SELECTED TEXT:
┏━━

1998 Texas 500
- The 1998 Texas 500 program cover, with artwork by NASCAR artist Sam Bass.
- Date: April 5, 1998
- Official name: Second Annual Texas 500
- Location: Fort Worth, Texas, Texas Motor Speedway
- Course: Permanent racing facility
- Course length: 1.5 miles (2.41 km)
- Distance: 334 laps, 501 mi (806.281 km)
- Average speed: 136.771 miles per hour (220.112 km/h)

Pole position
- Driver: Jeremy Mayfield; / Penske-Kranefuss Racing
- Time: 29.047

Most laps led
- Driver: Jeremy Mayfield / Penske-Kranefuss Racing
- Laps: 105

Winner
- No. 6: Mark Martin / Roush Racing

Television in the United States
- Network: CBS
- Announcers: Mike Joy, Ned Jarrett, Buddy Baker

Radio in the United States
- Radio: Performance Racing Network

= 1998 Texas 500 =

American stock car race

The 1998 Texas 500 was the seventh stock car race of the 1998 NASCAR Winston Cup Series season and the second iteration of the event. The race was held on Sunday, April 5, 1998, in Fort Worth, Texas at Texas Motor Speedway, a 1.5 miles (2.4 km) permanent tri-oval shaped racetrack. The race took the scheduled 334 laps to complete. In the closing laps of the race, Roush Racing driver Mark Martin would manage to fend off teammate Chad Little to take his 24th career NASCAR Winston Cup Series victory and his second victory of the season. To fill out the podium, Little and Jasper Motorsports driver Robert Pressley would finish second and third, respectively.

== Background ==

The layout of Texas Motor Speedway, the venue where the race was held.

Texas Motor Speedway is a speedway located in the northernmost portion of Fort Worth, Texas. The track measures 1.5 miles (2.4 km) around and is banked 24 degrees in the turns, and is of the oval design, where the front straightaway juts outward slightly. The track is owned by Speedway Motorsports.

=== Entry list ===

- (R) denotes rookie driver.

┗━━

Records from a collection
┏━━

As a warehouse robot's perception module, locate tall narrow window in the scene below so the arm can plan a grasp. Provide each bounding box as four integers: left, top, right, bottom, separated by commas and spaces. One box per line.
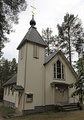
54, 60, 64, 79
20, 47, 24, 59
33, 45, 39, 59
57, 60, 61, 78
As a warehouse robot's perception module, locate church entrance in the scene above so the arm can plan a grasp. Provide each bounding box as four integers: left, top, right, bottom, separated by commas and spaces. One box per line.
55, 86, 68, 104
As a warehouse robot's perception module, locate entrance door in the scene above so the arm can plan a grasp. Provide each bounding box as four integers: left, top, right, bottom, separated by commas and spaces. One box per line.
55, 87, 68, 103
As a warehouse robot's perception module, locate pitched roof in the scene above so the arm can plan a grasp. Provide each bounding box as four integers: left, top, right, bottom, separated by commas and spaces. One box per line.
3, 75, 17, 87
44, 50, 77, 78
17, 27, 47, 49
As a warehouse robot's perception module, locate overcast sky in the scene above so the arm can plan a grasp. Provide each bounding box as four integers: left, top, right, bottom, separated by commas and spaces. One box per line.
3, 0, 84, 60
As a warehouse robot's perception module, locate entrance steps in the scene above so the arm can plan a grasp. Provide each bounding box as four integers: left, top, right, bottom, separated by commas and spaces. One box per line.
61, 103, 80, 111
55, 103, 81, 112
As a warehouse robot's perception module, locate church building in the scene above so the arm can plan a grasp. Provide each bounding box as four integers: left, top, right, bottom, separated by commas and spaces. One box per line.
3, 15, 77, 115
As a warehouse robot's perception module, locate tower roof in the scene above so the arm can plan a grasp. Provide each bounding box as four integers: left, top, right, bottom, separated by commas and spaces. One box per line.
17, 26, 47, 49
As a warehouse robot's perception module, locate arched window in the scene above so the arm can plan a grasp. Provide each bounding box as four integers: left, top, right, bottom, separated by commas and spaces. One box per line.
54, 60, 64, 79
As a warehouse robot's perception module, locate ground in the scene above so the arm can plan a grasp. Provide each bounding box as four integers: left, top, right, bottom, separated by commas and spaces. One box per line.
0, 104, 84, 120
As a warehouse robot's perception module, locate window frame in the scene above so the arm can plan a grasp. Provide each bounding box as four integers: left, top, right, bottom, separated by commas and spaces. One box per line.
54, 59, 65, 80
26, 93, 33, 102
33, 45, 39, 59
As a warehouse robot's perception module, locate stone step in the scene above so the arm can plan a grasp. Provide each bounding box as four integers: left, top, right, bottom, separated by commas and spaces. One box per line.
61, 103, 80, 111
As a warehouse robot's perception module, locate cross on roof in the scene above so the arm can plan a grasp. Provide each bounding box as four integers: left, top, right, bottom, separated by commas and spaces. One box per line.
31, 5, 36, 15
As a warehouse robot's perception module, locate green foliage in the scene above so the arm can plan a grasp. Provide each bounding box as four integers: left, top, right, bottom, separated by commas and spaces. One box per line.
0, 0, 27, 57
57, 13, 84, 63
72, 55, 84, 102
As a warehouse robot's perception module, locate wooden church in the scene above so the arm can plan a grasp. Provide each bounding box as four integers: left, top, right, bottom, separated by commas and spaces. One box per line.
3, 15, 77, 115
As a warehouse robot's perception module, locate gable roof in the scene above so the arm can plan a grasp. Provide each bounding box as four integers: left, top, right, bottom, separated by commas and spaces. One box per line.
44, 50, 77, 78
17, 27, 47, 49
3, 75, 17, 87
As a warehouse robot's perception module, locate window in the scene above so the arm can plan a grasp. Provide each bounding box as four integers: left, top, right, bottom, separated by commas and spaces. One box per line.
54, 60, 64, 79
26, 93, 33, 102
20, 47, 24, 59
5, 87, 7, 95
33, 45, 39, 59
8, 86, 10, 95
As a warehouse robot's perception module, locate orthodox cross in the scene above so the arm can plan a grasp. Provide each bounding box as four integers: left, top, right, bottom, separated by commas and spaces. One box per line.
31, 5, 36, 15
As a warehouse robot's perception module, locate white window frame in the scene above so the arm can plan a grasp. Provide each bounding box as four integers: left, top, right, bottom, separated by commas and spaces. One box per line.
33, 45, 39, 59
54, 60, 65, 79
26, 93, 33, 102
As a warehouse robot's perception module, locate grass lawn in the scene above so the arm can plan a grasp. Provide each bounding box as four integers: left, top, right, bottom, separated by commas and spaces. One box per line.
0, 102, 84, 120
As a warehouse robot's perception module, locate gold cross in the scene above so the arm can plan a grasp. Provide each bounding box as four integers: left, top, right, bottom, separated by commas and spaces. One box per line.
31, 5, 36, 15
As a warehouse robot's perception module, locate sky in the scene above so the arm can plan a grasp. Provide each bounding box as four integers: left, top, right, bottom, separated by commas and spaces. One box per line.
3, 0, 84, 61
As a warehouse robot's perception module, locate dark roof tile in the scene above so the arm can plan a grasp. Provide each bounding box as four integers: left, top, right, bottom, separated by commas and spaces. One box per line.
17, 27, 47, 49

┗━━
┏━━

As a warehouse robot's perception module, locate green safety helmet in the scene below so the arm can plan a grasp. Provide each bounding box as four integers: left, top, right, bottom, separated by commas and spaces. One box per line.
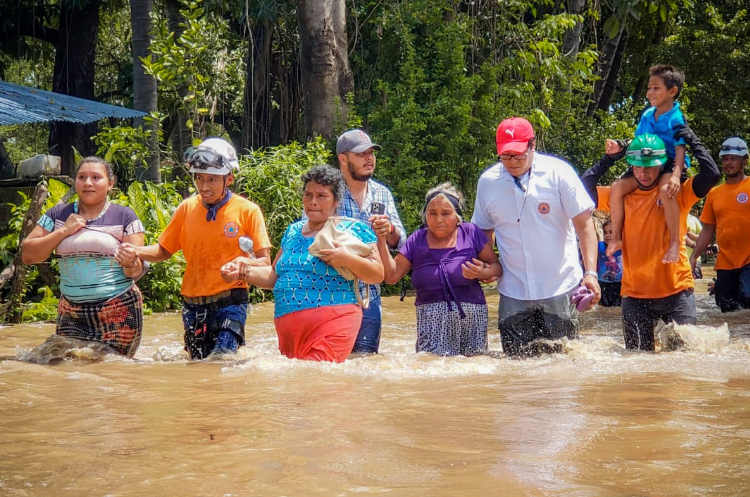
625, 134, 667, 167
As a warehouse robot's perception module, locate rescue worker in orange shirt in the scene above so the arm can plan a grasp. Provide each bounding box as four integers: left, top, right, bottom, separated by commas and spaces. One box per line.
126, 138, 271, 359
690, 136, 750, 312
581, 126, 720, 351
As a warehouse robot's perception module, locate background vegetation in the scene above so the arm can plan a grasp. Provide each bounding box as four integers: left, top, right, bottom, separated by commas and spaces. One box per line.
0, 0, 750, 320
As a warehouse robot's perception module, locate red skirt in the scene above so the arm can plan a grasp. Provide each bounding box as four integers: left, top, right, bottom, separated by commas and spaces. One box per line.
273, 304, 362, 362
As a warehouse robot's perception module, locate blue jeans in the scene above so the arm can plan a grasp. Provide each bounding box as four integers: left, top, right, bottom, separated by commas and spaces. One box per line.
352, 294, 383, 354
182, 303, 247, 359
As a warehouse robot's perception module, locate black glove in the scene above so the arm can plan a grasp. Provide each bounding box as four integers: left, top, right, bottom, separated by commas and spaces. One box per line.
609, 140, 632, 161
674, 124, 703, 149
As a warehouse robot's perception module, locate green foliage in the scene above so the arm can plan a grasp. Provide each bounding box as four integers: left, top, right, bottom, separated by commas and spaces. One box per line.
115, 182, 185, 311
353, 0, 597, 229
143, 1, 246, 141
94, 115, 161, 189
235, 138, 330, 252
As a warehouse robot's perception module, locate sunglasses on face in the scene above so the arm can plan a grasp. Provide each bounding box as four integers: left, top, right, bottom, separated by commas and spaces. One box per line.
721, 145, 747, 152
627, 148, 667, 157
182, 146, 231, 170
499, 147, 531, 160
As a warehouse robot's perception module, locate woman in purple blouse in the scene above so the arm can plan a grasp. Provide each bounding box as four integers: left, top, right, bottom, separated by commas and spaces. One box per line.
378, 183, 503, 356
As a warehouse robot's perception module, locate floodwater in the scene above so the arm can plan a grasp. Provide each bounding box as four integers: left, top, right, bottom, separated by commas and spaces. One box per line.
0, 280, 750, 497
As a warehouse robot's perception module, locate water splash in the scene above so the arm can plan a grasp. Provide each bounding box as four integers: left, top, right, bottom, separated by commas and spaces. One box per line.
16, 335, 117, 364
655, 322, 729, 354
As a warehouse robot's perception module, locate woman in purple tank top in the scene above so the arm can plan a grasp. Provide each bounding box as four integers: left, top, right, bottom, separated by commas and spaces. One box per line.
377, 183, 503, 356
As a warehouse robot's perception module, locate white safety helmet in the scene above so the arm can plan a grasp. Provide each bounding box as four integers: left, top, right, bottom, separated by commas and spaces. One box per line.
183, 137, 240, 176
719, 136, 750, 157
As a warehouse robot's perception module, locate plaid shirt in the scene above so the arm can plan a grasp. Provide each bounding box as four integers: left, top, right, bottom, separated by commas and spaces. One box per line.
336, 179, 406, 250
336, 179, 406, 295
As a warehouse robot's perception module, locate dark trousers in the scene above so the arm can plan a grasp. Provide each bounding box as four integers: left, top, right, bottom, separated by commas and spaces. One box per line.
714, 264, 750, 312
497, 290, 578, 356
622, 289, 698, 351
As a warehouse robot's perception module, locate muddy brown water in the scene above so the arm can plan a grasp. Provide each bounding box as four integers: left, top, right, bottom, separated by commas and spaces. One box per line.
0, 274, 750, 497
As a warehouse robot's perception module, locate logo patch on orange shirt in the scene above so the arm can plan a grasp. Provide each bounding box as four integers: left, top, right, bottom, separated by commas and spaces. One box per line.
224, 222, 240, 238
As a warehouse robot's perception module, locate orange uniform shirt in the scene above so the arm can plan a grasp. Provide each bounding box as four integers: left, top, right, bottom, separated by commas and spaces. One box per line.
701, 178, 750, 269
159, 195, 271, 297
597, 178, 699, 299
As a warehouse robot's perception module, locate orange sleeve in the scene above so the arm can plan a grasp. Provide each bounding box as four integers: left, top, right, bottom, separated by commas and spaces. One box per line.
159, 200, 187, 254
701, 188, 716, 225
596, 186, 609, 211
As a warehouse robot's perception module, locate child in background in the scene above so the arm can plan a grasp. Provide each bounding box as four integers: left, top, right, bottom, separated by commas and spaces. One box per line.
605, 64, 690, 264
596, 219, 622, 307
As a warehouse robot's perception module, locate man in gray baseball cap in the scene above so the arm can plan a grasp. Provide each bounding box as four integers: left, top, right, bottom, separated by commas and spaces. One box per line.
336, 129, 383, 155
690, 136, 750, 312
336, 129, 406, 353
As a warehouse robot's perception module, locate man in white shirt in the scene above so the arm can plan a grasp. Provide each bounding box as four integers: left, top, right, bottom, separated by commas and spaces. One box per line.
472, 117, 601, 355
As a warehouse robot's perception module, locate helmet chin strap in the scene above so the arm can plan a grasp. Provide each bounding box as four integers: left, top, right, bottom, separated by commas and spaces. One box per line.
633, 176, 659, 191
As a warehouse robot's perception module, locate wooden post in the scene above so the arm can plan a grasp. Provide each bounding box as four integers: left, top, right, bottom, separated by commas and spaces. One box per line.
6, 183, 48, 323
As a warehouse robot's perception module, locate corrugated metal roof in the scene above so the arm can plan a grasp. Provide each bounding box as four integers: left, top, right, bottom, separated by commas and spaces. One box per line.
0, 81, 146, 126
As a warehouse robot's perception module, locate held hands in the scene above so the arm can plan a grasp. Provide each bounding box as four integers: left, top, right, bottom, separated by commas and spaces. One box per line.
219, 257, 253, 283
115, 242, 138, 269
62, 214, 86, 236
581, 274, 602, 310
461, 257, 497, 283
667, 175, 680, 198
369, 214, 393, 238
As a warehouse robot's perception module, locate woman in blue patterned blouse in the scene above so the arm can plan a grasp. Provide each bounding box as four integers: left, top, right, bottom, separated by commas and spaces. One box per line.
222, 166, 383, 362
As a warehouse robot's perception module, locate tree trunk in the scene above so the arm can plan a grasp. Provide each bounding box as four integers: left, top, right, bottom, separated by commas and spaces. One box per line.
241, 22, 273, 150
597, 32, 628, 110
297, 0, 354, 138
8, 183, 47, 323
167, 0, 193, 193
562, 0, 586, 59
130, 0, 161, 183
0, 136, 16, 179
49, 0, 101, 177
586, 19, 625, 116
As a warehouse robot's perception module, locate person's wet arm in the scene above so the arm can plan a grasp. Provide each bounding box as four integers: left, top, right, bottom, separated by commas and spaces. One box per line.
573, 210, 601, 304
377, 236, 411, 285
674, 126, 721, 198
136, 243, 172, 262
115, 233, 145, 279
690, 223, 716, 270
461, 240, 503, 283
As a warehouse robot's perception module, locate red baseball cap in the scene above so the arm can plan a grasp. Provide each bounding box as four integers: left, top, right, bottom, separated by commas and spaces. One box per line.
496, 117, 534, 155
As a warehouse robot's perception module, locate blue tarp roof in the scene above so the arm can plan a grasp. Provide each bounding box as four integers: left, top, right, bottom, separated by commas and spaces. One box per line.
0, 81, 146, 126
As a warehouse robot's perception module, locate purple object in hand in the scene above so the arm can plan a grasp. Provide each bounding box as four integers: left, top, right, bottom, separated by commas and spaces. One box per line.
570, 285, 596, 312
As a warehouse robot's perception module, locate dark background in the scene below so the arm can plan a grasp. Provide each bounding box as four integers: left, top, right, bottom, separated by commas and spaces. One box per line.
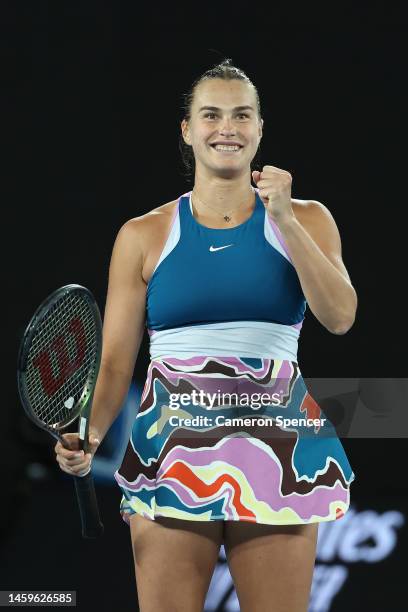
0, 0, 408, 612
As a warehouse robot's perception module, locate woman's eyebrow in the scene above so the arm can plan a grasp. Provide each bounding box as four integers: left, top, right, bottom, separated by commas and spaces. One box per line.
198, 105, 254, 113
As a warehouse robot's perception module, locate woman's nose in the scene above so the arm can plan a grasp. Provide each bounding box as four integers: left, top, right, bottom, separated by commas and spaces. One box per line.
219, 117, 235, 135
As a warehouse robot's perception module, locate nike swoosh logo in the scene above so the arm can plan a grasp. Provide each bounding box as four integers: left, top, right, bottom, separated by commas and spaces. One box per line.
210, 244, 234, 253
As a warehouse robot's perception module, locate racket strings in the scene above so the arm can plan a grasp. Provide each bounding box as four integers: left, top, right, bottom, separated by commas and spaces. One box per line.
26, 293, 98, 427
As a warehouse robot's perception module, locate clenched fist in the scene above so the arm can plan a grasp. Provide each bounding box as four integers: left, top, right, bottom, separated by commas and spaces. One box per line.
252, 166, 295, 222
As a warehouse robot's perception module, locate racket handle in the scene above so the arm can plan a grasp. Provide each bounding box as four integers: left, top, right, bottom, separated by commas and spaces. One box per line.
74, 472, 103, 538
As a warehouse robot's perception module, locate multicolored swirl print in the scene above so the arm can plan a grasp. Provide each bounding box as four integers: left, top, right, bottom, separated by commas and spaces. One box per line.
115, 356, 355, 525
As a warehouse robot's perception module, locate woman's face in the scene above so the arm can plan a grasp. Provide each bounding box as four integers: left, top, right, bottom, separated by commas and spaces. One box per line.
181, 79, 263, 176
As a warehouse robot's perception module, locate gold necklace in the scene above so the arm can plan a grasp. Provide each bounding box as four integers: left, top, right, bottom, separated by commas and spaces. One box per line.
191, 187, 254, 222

┗━━

LIST OF TASKS:
1. In the 1998 Texas 500 text, how many degrees are the turns at Texas Motor Speedway banked?
2. Change "orange" to "yellow" in the records, starting at the line containing "As a warehouse robot's perception module, locate plaid" and ending at the line containing "596, 219, 622, 307". Keep everything else the same, and return only those lines.

SOLUTIONS TO THE PROBLEMS:
1. 24 degrees

2.
As a warehouse robot's perception module, locate plaid shirt in the scene above so the arm can plan a grasp. Provide each bounding box as four integers: left, top, right, bottom, separated by commas and spaces. One box per line.
336, 179, 406, 250
336, 179, 406, 295
As a warehouse robot's perception module, locate dark trousers in the scene above so the arm can plan a grasp. Provide each bounding box as four integers: left, top, right, bottom, separated by commas and spaces. One box per line.
714, 264, 750, 312
497, 290, 578, 356
622, 289, 698, 351
As a warehouse robot's perception module, locate muddy brown water in the scene above so the arm can plan a grasp. Provide each bounding box as four integers: left, top, right, bottom, separated by commas and spaces. One box per line.
0, 274, 750, 497
As a warehouse robot's perception module, locate logo patch on yellow shirt in the scene above so the arm can plan a grasp. Provide each bounding box as four integers: left, top, right, bottom, separated by commas and spaces. One box per line.
224, 222, 240, 238
As a warehouse robot's perception module, locate yellow uniform shirt in the scene above so the arm can plan a grasp. Provide each bounding box as four integers: left, top, right, bottom, separated by commas and spaces. One box per line.
701, 178, 750, 269
159, 195, 271, 297
597, 178, 699, 299
As a warehouse robot's perception module, locate yellow sleeve in the scene above so the arm can plan a grasp. Provide each bounding box as four integers: left, top, right, bottom, separated by commas and spaces. One box per line.
159, 200, 187, 254
701, 188, 716, 225
596, 186, 609, 211
As a warehouse robot's perception module, locate child in background in the scene above so the arm can plan a grasp. Provide each bounding box as four integers: left, top, right, bottom, separated by commas and spaces. One box per line.
605, 64, 690, 264
596, 219, 622, 307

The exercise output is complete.